_ENREGISTREMENTS DE DONNÉES_
----

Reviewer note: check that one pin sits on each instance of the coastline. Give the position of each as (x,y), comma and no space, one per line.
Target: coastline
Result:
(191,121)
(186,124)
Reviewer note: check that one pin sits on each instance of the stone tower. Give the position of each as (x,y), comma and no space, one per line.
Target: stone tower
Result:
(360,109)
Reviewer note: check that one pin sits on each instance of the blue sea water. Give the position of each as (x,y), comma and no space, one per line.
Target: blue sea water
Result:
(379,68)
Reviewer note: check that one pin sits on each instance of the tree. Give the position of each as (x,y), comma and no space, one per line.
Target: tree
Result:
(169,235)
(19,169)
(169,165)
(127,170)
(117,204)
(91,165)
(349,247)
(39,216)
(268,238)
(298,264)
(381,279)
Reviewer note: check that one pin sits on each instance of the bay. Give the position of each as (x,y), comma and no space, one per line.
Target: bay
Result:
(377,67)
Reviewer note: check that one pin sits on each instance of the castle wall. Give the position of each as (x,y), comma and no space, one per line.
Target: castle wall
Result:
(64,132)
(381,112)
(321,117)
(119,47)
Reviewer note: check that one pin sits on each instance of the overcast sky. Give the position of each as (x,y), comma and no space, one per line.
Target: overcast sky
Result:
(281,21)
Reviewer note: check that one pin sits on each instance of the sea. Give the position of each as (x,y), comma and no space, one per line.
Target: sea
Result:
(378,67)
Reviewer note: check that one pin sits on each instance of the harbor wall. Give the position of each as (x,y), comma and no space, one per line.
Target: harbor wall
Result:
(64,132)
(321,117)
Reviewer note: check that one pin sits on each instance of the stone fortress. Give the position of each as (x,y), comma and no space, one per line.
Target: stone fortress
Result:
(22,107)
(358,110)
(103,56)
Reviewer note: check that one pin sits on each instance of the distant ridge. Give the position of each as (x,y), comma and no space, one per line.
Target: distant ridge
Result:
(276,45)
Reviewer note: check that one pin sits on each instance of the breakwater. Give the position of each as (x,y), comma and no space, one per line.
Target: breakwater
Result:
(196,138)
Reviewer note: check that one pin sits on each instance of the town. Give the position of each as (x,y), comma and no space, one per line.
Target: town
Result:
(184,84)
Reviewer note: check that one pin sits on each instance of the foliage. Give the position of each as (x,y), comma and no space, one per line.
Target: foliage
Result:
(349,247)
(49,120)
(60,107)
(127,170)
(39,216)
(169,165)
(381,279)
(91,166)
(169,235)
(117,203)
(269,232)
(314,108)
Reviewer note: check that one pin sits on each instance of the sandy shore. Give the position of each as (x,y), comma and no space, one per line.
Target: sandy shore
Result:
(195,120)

----

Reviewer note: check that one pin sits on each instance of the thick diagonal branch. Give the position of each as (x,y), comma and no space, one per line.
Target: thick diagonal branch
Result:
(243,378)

----

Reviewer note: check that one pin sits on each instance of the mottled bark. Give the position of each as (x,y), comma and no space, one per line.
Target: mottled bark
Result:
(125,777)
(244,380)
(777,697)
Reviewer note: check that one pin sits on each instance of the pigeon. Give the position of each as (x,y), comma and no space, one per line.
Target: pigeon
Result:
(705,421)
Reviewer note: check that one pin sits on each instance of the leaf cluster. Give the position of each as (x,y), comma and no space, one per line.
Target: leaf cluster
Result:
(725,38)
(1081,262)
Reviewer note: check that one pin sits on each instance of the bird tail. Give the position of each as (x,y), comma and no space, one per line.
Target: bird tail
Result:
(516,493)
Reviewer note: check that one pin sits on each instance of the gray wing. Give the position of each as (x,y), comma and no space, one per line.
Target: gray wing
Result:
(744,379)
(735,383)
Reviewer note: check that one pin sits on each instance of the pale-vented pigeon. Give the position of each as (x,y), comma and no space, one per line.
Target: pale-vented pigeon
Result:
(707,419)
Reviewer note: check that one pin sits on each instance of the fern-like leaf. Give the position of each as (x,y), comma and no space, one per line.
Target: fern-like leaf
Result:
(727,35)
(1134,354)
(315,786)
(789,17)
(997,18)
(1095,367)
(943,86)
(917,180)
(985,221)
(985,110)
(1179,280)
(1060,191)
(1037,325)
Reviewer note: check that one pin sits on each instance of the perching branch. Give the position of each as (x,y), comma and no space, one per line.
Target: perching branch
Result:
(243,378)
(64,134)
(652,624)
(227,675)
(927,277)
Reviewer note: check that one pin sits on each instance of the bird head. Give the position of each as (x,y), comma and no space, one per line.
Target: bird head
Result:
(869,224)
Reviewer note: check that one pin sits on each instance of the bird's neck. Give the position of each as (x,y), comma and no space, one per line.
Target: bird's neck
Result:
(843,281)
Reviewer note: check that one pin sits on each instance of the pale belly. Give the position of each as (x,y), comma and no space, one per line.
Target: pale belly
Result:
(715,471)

----

_TÂCHE À RÉALISER_
Relevez toutes les lignes des enregistrements ci-dessus qui contiennent le mot "neck", en tenant compte des majuscules et des minuscules.

_SOLUTION COMPLÈTE_
Reviewer note: check that one pin sits on each instance of the bird's neck. Give the position of each as (x,y), comma and no space, one per line.
Target: bird's neck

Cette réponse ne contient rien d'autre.